> _Extract_

———

Postby iantaylor » Sun Nov 30, 2008 8:17 pm

i have a baxi bermuda back boiler which had worked very well since 1989 until the thermostat was left disconnected after an annual service a couple of years ago. within half an hour of the boiler being switched on the water had overheated and all the valves were blown. the company admitted no liability but a team of upto five engineers rebuilt the boiler practically from scratch which must have made it an expensive job. six months later when i was investigating the source of a leaking overflow pipe - which later i established was leaking whenever the boiler came on - i discovered that the tap for the 'expansion' tank (? the smaller of the two water tanks) had not been switched back on and the tank was bone dry...

my first question is, what damage might this have caused to the system?

the system began to become less and less efficient that winter - the radiators were only luke warm although there was hot water in the tank and taps. the original company with my service contract became increasingly unreliable and when a powerflush for #600 was suggested i decided to terminate my contract.

some nice chaps that i found on 'rated people' came along and did the job for less than a third of the price but when the flushed water came through it was clean! however the system still did not work properly. it seemed to be some kind of block between the boiler and hot water tank - at this point i become lost - some pipework was cut out and new piping was installed between the hot water tank and one of the cold water tanks i think... this was all done for within #200 quoted for the power flush and got the system working again so i was extremely happy.

———

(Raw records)

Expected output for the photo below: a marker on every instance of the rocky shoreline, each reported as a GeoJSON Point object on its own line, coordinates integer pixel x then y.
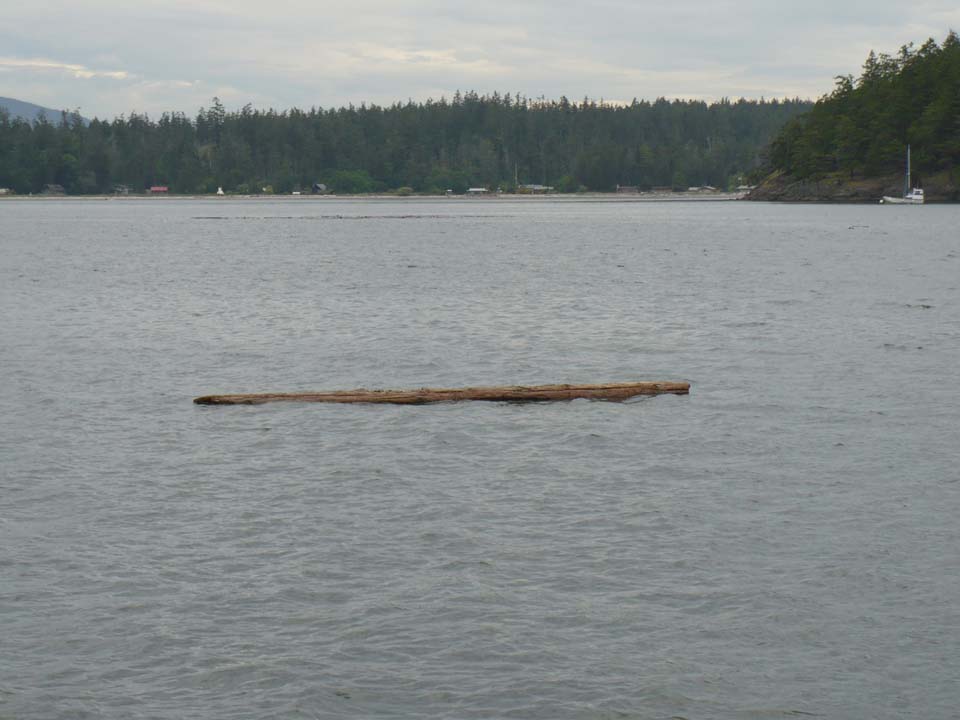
{"type": "Point", "coordinates": [779, 187]}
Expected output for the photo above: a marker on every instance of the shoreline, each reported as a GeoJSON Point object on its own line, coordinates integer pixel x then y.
{"type": "Point", "coordinates": [566, 197]}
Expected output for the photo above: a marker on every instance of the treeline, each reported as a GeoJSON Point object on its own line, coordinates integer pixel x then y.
{"type": "Point", "coordinates": [863, 127]}
{"type": "Point", "coordinates": [471, 140]}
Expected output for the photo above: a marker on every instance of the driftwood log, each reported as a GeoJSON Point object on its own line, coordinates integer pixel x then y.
{"type": "Point", "coordinates": [510, 393]}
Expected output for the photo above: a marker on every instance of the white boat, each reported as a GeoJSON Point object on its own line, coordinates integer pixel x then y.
{"type": "Point", "coordinates": [911, 196]}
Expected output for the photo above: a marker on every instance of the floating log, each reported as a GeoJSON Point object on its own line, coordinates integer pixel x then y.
{"type": "Point", "coordinates": [510, 393]}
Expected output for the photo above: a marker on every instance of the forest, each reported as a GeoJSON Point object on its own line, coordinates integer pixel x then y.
{"type": "Point", "coordinates": [863, 127]}
{"type": "Point", "coordinates": [470, 140]}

———

> _Set exercise 1_
Answer these questions using the forum post about the back boiler:
(a) Since what year had the boiler worked very well?
(b) What was left disconnected after an annual service?
(c) Where did the writer find the engineers who did the cheaper job?
> _Set exercise 2_
Write the next part of the forum post about the back boiler, starting after its last sentence.

> _Exercise result 1_
(a) 1989
(b) The thermostat
(c) On 'rated people'

> _Exercise result 2_
however this year the system has gradually become worse again. the chaps that i had found on 'rated people' came back to have a look. they seemed to think it was air in the system and tinkered with it to get it going better, but i remain unconvinced. the radiators are warmer but not as hot as they used to be. i was advised to regularly bleed a valve at the top of the pipe which had been cut off next to the tank. i can believe that this may well help but it is not the solution i was looking for. the guys said that if the system got worse again they would install an automatic valve on the top of this pipe. i paid relatively generously for this visit compared to the first.

my second question is, would an automatic valve be the solution?

the pump was working but it needed turning down to 1 to stop the water which was trickling up into the 'expansion' tank. i was told that the water was trickling because the pump was sucking too much air into the system at any speed above 1. it didn't used to do this.

i would dearly like to understand what is going on so that i know if i am getting good advice from this new company that i have become reliant upon. they do seem rather keen to install a combi boiler for me and from looking at system diagrams i can see why, but in practical terms it would be a nightmare for me with all the floors needing ripping up!

i would greatly appreciate any advice.

many thanks for your patience.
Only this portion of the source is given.